TASK DETAILS: Every line in the records below with the string "golden" needs to be copied out.

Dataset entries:
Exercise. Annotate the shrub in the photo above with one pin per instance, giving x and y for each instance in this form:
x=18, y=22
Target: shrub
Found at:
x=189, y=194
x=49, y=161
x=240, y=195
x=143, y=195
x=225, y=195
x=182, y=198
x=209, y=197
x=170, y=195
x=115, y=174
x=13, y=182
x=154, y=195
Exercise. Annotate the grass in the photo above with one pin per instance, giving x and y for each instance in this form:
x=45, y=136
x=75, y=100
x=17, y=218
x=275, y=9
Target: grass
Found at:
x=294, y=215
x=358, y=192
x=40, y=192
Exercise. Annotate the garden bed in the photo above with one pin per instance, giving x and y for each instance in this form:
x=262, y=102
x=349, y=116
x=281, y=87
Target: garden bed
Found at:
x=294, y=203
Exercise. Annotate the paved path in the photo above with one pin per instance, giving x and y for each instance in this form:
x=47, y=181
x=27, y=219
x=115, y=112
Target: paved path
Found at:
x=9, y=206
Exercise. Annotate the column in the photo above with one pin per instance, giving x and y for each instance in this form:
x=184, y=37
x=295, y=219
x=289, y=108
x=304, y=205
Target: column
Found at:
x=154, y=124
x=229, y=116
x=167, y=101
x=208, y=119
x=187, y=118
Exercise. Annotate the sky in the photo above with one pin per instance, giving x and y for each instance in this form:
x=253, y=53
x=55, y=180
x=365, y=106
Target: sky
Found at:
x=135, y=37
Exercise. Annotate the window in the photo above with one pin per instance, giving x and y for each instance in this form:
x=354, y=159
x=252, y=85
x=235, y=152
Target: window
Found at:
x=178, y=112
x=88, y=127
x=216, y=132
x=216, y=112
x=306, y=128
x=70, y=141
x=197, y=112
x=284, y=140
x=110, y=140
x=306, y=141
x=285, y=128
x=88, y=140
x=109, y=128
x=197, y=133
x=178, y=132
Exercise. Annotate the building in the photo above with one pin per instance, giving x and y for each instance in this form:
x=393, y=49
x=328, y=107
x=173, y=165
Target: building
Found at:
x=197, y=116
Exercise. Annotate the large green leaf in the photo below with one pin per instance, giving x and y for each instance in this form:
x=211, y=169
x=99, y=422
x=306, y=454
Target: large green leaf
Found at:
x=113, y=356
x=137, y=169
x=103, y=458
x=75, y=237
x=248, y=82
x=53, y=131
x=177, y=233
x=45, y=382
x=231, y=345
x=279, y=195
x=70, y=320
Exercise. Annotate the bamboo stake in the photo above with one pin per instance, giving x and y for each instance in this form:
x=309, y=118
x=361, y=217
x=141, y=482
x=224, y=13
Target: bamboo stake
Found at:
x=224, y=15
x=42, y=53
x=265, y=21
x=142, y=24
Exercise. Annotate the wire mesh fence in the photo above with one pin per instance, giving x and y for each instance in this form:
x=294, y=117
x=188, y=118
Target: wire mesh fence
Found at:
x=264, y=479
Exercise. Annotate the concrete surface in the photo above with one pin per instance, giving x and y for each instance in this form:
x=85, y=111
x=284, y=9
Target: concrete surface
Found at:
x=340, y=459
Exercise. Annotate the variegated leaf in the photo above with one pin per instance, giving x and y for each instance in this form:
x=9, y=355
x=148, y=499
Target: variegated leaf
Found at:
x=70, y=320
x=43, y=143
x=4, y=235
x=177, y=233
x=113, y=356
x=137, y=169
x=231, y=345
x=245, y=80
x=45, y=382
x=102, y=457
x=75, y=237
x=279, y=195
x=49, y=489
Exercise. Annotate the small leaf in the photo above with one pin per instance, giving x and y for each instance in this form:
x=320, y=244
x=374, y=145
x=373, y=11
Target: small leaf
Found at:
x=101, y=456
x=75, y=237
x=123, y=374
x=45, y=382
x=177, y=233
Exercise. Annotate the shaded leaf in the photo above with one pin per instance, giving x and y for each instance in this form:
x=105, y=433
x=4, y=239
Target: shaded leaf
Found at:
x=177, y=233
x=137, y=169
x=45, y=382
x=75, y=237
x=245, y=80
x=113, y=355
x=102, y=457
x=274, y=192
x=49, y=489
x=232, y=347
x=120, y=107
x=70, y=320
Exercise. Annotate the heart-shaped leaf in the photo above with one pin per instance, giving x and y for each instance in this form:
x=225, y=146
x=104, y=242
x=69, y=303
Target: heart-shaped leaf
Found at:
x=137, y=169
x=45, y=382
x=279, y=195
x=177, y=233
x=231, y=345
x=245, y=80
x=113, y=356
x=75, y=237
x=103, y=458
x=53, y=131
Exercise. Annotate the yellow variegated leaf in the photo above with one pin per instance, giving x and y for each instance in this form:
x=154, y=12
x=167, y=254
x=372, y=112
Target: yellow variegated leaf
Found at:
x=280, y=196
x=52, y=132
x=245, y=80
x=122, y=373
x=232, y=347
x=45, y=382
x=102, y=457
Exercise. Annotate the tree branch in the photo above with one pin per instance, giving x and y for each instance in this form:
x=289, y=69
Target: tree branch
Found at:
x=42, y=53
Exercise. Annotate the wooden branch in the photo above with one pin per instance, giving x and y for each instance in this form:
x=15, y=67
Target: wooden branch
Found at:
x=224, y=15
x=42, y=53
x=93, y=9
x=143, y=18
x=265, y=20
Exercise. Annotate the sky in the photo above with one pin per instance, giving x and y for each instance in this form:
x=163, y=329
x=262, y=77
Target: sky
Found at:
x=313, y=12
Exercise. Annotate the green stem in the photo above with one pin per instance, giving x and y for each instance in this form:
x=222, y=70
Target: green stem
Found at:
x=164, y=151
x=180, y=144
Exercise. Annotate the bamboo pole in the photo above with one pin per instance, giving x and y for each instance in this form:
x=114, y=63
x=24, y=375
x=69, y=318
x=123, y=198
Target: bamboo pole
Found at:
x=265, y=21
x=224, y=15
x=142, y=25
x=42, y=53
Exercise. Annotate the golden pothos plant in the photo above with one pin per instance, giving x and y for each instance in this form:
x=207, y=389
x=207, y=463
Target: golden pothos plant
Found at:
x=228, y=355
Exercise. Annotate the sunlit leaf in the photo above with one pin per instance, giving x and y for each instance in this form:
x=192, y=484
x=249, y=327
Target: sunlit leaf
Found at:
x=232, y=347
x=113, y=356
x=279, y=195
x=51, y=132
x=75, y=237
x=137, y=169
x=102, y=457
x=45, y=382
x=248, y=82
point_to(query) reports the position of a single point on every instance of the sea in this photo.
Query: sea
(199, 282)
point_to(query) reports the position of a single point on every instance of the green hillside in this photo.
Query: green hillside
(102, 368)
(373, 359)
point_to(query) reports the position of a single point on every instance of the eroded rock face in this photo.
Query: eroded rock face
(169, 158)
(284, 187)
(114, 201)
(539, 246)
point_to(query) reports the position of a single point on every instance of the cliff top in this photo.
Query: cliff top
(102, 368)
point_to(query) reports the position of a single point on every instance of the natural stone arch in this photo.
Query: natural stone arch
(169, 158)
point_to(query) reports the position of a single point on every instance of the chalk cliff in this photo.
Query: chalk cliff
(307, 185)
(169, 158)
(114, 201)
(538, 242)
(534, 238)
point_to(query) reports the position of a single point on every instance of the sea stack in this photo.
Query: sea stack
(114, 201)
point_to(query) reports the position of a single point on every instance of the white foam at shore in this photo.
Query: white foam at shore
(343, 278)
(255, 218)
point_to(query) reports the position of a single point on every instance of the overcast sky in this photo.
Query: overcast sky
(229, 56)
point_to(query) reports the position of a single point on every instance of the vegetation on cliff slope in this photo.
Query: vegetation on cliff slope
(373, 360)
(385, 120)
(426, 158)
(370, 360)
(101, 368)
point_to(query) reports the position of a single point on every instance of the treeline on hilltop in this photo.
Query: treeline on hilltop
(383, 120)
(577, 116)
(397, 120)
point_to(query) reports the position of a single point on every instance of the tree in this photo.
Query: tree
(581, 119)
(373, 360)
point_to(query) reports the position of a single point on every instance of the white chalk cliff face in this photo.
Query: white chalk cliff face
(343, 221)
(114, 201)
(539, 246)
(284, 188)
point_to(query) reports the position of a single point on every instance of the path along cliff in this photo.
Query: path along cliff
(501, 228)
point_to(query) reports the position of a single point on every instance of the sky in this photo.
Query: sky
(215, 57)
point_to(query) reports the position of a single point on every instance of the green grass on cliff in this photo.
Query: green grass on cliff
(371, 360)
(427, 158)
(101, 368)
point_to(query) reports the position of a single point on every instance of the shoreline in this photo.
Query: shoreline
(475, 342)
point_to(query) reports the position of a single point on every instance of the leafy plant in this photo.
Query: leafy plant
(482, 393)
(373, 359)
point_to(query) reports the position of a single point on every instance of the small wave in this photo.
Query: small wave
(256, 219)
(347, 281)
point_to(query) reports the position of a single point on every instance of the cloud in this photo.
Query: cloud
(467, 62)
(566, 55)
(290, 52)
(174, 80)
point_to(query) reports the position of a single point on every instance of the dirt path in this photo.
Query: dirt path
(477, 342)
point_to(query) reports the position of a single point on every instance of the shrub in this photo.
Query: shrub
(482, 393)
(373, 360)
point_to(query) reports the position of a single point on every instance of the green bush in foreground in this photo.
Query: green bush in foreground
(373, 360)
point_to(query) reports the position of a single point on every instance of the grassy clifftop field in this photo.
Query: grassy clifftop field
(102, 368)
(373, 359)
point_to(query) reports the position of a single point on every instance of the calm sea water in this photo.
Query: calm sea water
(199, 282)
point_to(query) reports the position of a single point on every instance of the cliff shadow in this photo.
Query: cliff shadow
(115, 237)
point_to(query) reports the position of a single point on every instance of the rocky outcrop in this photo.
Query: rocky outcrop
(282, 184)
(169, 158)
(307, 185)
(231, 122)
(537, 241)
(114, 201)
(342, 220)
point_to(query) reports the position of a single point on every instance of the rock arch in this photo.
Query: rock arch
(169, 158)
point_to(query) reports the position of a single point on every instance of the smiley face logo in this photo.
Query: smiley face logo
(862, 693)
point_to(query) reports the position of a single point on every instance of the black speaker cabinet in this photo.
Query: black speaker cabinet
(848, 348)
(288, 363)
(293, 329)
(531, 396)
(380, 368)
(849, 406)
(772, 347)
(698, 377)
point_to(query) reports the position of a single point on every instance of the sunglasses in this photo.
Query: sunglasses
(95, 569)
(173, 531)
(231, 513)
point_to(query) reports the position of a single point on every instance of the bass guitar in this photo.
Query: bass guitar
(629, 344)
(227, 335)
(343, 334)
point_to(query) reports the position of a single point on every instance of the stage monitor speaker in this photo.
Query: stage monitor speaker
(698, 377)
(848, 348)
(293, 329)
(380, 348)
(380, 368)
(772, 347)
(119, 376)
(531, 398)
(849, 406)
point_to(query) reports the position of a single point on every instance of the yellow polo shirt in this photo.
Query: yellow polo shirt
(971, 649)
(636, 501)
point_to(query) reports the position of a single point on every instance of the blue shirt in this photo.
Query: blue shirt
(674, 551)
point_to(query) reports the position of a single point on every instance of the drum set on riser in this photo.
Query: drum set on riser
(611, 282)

TASK SOLUTION:
Exercise. Annotate the golden pothos plant in the photo above with one pin per instance, giving x and y for each instance in this form:
Target: golden pothos plant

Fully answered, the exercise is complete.